> **Saved entries**
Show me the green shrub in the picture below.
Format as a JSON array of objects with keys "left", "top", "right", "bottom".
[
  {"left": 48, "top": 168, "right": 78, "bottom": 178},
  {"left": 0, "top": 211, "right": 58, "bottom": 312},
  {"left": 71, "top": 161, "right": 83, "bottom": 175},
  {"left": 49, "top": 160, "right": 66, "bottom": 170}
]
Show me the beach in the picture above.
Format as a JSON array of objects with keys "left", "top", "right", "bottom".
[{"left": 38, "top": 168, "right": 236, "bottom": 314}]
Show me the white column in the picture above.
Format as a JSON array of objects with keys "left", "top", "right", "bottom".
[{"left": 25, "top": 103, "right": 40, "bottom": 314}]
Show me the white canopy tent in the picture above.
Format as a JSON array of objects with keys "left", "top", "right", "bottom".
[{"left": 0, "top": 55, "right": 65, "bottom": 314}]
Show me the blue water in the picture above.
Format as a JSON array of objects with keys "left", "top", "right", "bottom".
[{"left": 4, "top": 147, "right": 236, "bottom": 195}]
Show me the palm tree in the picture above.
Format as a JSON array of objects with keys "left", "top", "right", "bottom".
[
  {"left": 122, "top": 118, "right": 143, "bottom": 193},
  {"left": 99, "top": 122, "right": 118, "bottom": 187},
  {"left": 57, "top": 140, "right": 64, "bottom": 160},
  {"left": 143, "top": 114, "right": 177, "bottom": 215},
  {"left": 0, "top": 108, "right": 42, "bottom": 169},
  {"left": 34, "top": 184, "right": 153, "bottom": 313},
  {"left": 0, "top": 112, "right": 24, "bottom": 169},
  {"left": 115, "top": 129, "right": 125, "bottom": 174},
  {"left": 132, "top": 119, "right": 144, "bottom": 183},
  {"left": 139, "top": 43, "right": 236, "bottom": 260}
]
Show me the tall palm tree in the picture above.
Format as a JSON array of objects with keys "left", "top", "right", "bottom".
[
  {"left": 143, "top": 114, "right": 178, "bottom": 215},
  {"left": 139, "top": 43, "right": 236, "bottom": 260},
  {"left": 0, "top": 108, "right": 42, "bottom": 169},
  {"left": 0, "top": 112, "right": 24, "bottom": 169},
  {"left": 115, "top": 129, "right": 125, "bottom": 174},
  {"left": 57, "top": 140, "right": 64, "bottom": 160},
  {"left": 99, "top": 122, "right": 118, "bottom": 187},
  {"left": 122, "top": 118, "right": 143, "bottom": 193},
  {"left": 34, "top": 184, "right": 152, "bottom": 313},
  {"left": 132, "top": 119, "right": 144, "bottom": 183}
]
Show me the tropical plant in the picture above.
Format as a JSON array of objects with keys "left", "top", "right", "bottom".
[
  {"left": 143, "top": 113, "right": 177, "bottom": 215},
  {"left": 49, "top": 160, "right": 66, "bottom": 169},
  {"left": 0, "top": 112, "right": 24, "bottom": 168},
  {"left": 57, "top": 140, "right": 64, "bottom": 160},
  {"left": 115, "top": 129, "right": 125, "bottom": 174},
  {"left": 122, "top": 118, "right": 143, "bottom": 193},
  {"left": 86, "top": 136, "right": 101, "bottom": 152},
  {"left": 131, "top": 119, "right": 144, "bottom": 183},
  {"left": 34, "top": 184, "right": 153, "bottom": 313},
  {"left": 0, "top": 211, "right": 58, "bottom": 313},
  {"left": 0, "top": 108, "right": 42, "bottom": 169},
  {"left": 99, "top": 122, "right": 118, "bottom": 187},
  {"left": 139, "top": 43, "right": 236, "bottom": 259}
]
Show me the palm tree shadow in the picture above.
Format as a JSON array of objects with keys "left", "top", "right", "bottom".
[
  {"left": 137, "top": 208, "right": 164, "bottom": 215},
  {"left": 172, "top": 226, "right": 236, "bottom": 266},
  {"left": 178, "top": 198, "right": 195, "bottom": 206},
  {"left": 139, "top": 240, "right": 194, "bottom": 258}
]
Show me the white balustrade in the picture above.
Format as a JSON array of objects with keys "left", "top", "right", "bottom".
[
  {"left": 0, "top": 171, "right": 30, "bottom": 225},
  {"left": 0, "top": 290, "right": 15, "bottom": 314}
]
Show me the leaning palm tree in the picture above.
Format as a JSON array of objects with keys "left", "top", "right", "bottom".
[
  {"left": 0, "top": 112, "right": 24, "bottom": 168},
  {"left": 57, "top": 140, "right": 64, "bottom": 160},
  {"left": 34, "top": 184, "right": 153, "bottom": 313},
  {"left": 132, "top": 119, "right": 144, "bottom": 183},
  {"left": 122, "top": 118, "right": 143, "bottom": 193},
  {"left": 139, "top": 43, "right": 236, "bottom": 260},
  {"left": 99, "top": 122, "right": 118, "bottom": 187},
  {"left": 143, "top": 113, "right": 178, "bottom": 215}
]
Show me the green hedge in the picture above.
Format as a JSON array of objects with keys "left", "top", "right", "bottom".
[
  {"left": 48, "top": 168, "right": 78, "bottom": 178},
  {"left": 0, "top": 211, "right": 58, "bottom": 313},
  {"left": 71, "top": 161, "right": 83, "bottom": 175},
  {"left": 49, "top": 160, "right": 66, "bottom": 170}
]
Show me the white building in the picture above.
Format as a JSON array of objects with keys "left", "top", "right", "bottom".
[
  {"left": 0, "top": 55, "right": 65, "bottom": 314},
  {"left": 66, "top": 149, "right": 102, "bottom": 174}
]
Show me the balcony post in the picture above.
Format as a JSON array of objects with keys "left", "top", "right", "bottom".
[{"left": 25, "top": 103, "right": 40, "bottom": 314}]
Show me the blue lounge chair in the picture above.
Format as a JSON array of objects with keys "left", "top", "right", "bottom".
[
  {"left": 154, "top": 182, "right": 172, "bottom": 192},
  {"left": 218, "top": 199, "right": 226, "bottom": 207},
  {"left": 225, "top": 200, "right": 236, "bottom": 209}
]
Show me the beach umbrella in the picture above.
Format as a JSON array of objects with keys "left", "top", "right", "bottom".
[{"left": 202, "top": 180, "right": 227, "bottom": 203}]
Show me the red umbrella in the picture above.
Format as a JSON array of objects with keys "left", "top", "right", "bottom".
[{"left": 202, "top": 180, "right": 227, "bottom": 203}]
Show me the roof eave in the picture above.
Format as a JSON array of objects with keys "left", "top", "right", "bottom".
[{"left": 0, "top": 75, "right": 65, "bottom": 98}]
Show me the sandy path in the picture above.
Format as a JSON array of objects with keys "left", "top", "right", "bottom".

> **Description of the task**
If a line in the records contains the word "blue", copy it.

> **Response area**
Show me the blue water in the picture above.
Show me the blue lounge chair in the picture above.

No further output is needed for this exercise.